## SET OF TASKS
A) List every published work that the seismic anisotropy excerpt cites, giving the authors and the year wherever one appears.
B) Reproduce the seismic anisotropy excerpt verbatim from "Synthetic tests of" to "important exploration areas.".
C) Extend the seismic anisotropy excerpt, picking up right after its final sentence.

## EXCERPT
>> START

Synthetic tests of the tomographic algorithm introduced in chapter 5 are performed in Chapter 6. First, a model containing a “quasi-factorized” TTI syncline (i.e., ǫ and δ are constant inside the TTI layer) is used to investigate the conditions necessary for stable inversion. Then the method is tested on the synthetic data of Zhu et al. (2007) generated for a model that includes a TTI thrust sheet. Finally, the joint tomography is applied to two sections of the TTI model produced by BP, one with an anticline and the other with a salt dome. The BP model is representative of typical offshore structures encountered in the Gulf of Mexico and other important exploration areas.

Chapter 7 presents application of the TTI tomography to Volvo OBS (ocean-bottom seismic) data from the North Sea provided by Statoil. The P-wave reflection data are com-bined with check-shot traveltimes from two boreholes in the joint inversion to construct a heterogeneous TTI model. Most material from chapters 6 and 7 is included in the paper by Wang & Tsvankin (2012a).

CHAPTER 2

ESTIMATION OF INTERVAL ANISOTROPY PARAMETERS USING VELOCITY-INDEPENDENT LAYER STRIPPING

Moveout analysis of long-spread P-wave data is widely used to estimate the key time-processing parameter η in layered VTI (transversely isotropic with a vertical symmetry axis) media. Inversion for interval η values, however, suffers from instability caused by the tradeoff between the effective moveout parameters and by subsequent error amplification during Dix-type layer stripping.

Here, I propose an alternative approach to nonhyperbolic moveout inversion based on the velocity-independent layer-stripping (VILS) method of Dewangan and Tsvankin. I also develop the 3D version of VILS and apply it to interval parameter estimation in orthorhombic media using wide-azimuth, long-spread data. If the overburden is laterally homogeneous and has a horizontal symmetry plane, VILS produces the exact interval traveltime-offset function in the target layer without knowledge of the velocity field. Hence, Dix-type differentiation of moveout parameters employed in existing techniques is replaced by the much more stable layer stripping of reflection traveltimes. The interval traveltimes are then inverted for the moveout parameters using the single-layer nonhyperbolic moveout equation.

>> END

(Dataset records)
>> START

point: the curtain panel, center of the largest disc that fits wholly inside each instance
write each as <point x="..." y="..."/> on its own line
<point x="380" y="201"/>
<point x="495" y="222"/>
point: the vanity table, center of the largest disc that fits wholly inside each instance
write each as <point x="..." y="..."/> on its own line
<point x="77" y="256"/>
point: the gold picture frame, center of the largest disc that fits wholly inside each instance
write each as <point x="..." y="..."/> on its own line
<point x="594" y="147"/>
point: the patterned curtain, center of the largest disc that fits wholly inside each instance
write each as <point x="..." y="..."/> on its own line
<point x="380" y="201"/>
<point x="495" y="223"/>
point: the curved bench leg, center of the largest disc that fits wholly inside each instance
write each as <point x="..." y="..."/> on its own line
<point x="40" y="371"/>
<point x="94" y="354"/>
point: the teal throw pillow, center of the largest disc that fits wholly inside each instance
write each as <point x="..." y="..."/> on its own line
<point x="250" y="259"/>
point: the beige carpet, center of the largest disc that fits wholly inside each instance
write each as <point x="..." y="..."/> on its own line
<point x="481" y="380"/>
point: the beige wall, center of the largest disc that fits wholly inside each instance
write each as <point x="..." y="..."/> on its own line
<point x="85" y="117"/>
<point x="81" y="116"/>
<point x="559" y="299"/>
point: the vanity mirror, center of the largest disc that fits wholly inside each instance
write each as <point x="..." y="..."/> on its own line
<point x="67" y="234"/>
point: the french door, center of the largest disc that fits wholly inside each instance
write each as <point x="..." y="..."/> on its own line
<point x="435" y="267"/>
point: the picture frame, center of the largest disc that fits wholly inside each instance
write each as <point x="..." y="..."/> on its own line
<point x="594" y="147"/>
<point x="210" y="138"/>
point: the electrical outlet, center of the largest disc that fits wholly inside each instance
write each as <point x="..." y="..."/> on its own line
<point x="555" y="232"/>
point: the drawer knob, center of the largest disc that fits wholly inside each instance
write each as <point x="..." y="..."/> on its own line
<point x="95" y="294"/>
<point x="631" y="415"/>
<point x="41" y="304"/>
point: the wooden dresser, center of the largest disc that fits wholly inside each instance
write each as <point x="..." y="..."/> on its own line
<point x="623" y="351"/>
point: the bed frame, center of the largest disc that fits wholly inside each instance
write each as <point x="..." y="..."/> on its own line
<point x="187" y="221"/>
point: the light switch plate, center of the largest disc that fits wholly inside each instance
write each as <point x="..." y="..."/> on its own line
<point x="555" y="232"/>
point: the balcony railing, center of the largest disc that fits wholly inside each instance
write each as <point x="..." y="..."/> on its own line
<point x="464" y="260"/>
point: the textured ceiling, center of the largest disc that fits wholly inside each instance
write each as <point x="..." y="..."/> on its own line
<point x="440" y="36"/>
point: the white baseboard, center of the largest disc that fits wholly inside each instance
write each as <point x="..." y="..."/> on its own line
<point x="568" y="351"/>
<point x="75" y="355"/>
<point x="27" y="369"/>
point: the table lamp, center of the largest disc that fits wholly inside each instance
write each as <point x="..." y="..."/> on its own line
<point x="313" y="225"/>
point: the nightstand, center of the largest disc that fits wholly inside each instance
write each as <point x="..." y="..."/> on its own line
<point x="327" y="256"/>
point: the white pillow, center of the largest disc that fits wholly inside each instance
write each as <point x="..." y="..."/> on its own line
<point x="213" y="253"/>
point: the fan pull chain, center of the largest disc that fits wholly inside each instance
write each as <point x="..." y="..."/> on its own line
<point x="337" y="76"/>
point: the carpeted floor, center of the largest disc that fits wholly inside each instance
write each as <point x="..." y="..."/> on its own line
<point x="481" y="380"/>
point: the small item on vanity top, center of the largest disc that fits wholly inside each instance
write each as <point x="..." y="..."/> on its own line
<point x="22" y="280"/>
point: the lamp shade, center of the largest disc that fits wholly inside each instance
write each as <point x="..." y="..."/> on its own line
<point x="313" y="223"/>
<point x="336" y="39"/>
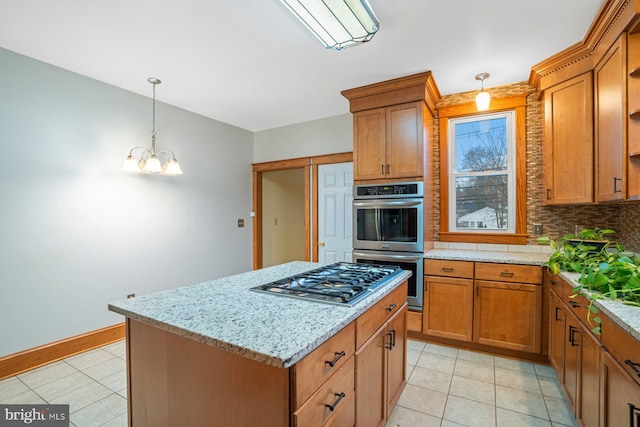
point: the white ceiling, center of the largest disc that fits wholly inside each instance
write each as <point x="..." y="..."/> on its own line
<point x="249" y="63"/>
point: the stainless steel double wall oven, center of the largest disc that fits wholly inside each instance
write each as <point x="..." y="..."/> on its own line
<point x="388" y="229"/>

>> END

## RESPONSES TO THE TASKS
A)
- Zhu et al. (2007)
- Wang & Tsvankin (2012a)
- Dewangan and Tsvankin

B)
Synthetic tests of the tomographic algorithm introduced in chapter 5 are performed in Chapter 6. First, a model containing a “quasi-factorized” TTI syncline (i.e., ǫ and δ are constant inside the TTI layer) is used to investigate the conditions necessary for stable inversion. Then the method is tested on the synthetic data of Zhu et al. (2007) generated for a model that includes a TTI thrust sheet. Finally, the joint tomography is applied to two sections of the TTI model produced by BP, one with an anticline and the other with a salt dome. The BP model is representative of typical offshore structures encountered in the Gulf of Mexico and other important exploration areas.

C)
The superior accuracy and stability of our algorithm is illustrated on ray-traced synthetic data for typical VTI and orthorhombic models. Even small correlated noise in reflection trav-eltimes causes substantial distortions in the interval η values computed by the conventional Dix-type differentiation. In contrast, the output of VILS proves to be insensitive to mild correlated traveltime errors. The algorithm is also tested on wide-azimuth P-wave reflection data recorded above a fractured reservoir at Rulison field in Colorado. The interval moveout parameters estimated by VILS in the shale layer above the reservoir are more plausible and less influenced by noise than those obtained by the Dix-type method.

2.1 Introduction

Traveltime analysis of surface reflection data yields effective moveout parameters for the whole section above the reflector. However, for purposes of migration velocity analysis, AVO (amplitude-variation-with-offset) inversion, and seismic fracture characterization, it is necessary to obtain the interval properties of a target layer. Most existing approaches to interval parameter estimation, both in isotropic and anisotropic media, are based either on layer stripping (e.g., Dix, 1955; Grechka & Tsvankin, 1998b; Grechka et al., 1999) or tomographic inversion (e.g., Grechka et al., 2002a; Stork, 1992).

The conventional Dix (1955) equation, derived for horizontally layered isotropic media, helps to compute the interval normal-moveout (NMO) velocity using the NMO velocities for the reflections from the top and bottom of a layer. The Dix equation remains valid for horizontally layered VTI media; also, it was generalized by Alkhalifah and Tsvankin (1995) for dipping reflectors overlaid by a laterally homogeneous VTI overburden. For 3D wide-azimuth data from layered wide-azimuthally anisotropic media, the effective NMO velocity can be obtained by Dix-type averaging of the interval NMO ellipses (Grechka et al., 1999).

NMO velocity, however, is often insufficient to build the velocity field for anisotropic media, even in the time domain. This explains the importance of using nonhyperbolic (long-spread) reflection moveout in anisotropic parameter estimation. P-wave long-spread reflection moveout in a horizontal VTI layer can be described by the following nonhyperbolic equation (Alkhalifah & Tsvankin, 1995; Tsvankin, 2005):

t2 = t2₀+ x 2 V2 nmo − 2η x4 V2 nmo[ t20Vnmo2 + (1 + 2η)x2] , (2.1)

where x is the offset, t0 is the two-way zero-offset reflection traveltime, Vnmo is the

normal-moveout velocity which controls the conventional-spread reflection normal-moveout of horizontal P-wave events, and η is the “anellipticity” coefficient responsible for the deviation from hy-perbolic moveout at long offsets. For stratified VTI media, the moveout parameters become effective quantities for the stack of layers above the reflector. Many implementations of

non-hyperbolic moveout inversion for VTI media (e.g., Alkhalifah, 1997; Grechka & Tsvankin, 1998b; Toldi et al., 1999) are based on equation 2.1 which represents a simplified version of the more general Tsvankin–Thomsen (1994) equation. Accurate estimation of Vnmo and η

makes it possible to carry out all P-wave time-domain processing steps, which include NMO and DMO (dip-moveout) corrections and time migration.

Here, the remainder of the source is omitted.